(Excerpts from a detection dataset)
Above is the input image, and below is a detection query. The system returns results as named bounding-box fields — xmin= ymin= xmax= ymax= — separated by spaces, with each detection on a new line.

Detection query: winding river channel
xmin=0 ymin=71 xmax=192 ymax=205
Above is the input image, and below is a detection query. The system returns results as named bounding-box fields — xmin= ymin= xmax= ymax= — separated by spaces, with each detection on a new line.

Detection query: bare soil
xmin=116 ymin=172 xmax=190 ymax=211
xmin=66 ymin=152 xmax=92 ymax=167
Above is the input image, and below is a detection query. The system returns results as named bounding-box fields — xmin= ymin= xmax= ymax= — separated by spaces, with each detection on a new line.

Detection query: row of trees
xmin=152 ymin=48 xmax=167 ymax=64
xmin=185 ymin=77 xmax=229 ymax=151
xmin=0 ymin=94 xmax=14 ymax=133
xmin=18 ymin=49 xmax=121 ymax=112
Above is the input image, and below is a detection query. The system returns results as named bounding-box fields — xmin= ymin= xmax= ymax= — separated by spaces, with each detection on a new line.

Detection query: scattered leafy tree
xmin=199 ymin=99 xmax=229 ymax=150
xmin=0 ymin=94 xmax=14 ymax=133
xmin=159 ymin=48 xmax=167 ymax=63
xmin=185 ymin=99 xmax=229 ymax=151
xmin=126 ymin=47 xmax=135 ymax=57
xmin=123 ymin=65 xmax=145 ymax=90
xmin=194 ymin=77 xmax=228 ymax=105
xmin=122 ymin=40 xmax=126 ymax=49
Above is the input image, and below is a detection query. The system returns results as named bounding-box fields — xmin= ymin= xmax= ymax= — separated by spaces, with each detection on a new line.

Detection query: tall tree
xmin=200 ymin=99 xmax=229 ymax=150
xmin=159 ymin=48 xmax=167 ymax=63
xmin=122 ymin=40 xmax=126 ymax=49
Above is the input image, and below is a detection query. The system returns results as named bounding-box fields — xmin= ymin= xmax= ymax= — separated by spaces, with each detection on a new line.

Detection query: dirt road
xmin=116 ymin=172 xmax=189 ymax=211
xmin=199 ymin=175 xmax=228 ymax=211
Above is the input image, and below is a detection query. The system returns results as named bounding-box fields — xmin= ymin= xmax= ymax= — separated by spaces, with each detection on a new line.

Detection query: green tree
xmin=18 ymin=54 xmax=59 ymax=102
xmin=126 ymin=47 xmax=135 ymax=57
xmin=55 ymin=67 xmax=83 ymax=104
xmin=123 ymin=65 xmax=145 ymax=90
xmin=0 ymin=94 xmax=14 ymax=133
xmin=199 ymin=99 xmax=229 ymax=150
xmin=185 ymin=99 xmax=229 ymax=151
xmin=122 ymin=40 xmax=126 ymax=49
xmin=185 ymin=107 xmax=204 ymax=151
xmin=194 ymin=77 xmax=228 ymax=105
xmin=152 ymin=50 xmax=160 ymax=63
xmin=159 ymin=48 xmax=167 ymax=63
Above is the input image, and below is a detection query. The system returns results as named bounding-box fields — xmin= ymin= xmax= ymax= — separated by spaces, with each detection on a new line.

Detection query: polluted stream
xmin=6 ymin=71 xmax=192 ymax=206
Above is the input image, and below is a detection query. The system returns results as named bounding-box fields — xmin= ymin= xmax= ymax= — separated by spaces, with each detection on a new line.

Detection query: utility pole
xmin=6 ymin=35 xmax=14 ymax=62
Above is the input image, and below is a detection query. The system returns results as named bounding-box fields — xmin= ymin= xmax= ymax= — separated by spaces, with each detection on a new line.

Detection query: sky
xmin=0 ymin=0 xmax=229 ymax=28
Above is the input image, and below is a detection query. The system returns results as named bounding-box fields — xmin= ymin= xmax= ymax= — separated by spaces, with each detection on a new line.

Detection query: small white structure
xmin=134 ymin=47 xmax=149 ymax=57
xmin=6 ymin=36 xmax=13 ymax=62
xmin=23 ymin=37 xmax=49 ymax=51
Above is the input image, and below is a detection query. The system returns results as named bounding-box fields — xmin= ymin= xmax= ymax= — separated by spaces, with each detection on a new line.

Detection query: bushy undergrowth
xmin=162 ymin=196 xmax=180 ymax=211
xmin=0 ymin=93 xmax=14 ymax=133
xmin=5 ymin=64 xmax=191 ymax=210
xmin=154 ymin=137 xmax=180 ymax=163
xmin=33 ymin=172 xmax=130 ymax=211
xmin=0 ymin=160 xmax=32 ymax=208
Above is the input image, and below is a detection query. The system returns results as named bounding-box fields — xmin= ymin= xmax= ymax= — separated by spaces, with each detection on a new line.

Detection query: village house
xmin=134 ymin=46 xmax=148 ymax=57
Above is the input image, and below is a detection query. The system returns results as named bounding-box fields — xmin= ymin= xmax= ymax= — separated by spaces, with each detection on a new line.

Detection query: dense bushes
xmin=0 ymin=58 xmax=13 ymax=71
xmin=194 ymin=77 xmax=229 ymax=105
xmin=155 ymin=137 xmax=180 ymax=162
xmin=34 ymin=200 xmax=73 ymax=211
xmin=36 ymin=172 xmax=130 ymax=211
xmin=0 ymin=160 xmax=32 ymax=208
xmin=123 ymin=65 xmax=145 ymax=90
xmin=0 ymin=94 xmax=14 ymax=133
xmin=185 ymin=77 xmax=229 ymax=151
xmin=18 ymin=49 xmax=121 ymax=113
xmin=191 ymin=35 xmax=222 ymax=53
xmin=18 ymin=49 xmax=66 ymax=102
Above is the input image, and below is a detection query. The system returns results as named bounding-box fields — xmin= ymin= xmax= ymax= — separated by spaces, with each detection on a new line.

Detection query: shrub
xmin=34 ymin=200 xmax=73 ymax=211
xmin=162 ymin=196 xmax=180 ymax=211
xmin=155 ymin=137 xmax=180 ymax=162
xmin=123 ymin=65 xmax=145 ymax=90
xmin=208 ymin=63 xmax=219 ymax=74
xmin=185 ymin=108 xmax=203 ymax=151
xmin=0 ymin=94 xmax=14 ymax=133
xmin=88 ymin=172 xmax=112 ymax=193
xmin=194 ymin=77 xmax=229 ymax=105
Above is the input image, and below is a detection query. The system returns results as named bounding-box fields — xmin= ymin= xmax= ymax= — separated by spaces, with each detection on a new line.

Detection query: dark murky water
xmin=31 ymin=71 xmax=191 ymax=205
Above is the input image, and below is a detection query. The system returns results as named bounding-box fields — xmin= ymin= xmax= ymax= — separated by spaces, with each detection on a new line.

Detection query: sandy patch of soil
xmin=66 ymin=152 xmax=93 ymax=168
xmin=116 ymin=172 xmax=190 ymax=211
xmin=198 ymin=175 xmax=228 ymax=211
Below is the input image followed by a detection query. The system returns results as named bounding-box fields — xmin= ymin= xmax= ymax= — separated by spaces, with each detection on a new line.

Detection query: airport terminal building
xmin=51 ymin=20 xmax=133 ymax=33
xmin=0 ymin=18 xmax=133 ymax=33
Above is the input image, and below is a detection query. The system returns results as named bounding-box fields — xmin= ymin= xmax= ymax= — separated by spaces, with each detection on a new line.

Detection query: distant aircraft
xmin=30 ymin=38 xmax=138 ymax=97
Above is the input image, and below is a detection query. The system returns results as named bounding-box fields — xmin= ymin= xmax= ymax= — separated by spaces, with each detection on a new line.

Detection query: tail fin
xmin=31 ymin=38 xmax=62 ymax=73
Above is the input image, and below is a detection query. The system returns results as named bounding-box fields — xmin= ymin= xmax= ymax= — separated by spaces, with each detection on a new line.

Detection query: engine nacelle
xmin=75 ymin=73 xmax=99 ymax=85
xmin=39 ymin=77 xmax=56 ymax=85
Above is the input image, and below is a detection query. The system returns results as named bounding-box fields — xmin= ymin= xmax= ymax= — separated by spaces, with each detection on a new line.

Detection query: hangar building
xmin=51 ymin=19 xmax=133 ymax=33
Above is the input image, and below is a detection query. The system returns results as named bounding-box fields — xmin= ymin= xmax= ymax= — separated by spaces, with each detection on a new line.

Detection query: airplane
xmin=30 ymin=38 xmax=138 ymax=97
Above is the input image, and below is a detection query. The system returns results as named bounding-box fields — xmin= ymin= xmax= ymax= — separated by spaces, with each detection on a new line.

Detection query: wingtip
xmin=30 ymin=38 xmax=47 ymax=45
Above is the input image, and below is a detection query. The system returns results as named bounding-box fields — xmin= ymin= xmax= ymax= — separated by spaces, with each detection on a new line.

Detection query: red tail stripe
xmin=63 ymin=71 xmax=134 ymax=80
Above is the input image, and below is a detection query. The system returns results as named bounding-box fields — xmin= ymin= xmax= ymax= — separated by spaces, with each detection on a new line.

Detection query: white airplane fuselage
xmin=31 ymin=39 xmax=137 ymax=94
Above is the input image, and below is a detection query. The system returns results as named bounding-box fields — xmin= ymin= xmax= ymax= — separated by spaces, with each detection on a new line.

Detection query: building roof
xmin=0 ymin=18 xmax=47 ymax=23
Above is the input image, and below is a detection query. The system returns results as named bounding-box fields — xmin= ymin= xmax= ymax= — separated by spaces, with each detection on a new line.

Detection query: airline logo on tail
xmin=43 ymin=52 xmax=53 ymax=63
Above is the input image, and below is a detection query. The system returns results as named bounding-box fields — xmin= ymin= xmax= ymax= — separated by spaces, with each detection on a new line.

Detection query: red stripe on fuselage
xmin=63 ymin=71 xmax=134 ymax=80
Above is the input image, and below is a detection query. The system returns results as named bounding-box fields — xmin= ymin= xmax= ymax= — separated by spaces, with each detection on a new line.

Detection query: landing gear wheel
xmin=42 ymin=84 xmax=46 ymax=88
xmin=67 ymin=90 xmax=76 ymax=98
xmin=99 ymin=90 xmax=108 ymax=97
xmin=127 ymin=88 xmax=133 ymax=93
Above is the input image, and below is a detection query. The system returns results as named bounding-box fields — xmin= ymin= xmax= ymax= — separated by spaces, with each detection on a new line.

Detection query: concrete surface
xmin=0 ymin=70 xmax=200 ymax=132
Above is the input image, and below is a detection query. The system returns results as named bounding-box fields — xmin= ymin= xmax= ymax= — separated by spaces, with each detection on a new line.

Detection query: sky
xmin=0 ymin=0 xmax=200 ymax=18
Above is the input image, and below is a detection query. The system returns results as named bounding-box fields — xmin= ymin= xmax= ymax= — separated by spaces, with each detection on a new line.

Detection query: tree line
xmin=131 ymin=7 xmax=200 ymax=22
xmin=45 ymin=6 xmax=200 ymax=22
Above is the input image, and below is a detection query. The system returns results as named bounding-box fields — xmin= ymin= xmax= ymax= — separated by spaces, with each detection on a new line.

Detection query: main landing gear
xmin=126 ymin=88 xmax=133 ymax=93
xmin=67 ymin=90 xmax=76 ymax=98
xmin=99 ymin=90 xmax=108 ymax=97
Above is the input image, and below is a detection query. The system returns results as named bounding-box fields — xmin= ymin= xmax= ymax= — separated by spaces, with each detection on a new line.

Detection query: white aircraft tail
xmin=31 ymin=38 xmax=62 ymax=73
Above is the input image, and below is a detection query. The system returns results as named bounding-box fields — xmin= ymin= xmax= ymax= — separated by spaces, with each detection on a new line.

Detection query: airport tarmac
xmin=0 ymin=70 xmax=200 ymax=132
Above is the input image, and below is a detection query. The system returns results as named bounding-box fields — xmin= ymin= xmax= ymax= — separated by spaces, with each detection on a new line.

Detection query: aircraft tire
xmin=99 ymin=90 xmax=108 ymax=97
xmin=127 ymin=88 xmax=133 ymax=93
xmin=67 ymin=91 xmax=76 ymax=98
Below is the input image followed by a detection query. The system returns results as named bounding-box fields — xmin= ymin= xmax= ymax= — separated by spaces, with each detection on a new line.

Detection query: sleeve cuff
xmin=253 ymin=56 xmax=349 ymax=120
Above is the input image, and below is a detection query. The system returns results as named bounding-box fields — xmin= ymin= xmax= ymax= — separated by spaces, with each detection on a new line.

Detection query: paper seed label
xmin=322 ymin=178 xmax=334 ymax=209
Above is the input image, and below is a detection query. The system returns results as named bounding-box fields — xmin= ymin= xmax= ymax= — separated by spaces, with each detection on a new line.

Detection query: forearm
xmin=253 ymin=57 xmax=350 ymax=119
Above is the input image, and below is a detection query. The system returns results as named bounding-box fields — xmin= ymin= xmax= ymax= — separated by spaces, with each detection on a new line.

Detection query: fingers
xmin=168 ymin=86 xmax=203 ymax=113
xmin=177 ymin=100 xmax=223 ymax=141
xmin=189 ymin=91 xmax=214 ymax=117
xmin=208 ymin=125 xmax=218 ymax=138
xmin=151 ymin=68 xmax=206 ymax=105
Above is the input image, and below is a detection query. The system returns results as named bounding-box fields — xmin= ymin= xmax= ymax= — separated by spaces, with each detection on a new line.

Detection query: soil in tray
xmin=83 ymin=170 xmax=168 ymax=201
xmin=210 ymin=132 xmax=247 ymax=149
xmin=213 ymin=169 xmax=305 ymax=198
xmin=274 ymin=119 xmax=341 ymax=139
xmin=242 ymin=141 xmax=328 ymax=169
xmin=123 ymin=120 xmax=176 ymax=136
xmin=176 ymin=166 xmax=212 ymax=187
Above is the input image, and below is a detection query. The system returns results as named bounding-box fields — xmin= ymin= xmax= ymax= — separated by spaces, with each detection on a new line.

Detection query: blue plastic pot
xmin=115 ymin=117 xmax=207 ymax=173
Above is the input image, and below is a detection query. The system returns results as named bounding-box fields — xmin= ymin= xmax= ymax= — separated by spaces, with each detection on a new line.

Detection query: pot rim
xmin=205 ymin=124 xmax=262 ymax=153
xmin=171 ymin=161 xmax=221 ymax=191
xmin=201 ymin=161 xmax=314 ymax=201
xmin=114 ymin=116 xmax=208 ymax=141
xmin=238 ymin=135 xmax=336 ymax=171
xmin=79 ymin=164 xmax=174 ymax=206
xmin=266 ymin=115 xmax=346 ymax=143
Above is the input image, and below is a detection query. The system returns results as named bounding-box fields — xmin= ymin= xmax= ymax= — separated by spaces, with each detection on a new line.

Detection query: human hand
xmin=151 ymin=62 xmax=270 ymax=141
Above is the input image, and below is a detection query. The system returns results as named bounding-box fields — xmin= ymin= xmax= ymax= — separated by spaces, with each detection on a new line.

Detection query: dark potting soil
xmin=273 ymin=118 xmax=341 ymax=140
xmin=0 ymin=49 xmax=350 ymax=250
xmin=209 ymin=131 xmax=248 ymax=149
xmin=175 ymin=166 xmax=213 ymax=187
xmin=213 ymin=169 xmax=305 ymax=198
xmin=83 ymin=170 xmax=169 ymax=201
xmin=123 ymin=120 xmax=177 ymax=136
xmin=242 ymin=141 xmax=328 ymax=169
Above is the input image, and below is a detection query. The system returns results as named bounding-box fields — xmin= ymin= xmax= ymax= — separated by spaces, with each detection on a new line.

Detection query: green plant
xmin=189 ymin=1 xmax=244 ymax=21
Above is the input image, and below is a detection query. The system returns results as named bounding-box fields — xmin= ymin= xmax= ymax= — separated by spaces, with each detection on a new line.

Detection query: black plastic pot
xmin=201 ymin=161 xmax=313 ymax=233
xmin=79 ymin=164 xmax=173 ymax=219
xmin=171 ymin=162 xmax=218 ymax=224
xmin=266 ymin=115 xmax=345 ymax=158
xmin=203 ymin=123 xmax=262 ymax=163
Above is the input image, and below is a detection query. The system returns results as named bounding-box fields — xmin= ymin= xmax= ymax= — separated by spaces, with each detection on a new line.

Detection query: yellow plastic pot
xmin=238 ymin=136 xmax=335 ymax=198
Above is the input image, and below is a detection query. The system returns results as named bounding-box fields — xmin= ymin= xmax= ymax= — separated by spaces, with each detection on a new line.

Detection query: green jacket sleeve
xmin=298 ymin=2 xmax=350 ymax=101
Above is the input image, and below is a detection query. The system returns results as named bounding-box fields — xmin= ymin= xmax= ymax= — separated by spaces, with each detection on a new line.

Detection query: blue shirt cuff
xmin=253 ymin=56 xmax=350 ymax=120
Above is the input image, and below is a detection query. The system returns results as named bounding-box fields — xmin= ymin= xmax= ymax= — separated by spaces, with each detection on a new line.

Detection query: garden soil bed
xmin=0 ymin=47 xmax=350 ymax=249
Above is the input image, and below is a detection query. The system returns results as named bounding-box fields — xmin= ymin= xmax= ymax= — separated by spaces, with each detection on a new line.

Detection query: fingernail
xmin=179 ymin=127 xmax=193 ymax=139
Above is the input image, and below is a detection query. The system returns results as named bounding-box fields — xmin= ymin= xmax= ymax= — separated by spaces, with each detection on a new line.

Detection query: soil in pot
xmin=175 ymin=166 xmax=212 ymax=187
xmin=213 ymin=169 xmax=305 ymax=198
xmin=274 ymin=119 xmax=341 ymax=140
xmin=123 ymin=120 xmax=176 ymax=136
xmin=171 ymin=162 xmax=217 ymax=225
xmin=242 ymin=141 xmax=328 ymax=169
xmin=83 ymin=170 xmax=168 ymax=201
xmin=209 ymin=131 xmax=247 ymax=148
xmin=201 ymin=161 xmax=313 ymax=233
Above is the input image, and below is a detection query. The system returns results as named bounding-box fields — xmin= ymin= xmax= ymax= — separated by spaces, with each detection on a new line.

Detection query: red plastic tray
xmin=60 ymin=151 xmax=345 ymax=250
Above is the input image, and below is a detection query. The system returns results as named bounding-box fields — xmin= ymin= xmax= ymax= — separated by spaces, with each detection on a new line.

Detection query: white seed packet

Exercise
Copy out the records above word for word, from the first line down to and including the line that contains "xmin=66 ymin=152 xmax=92 ymax=167".

Solution to the problem
Above is the input image, and below is a detection query. The system returns results as named bounding-box fields — xmin= ymin= xmax= ymax= — separated by spaces, with each detection on a new line.

Detection query: winding river channel
xmin=0 ymin=71 xmax=192 ymax=205
Above is the input image, and below is a detection query. The system returns results as named bounding-box fields — xmin= ymin= xmax= ymax= — separated by spaces, with each detection on a new line.

Detection query: bare soil
xmin=116 ymin=172 xmax=190 ymax=211
xmin=66 ymin=152 xmax=92 ymax=167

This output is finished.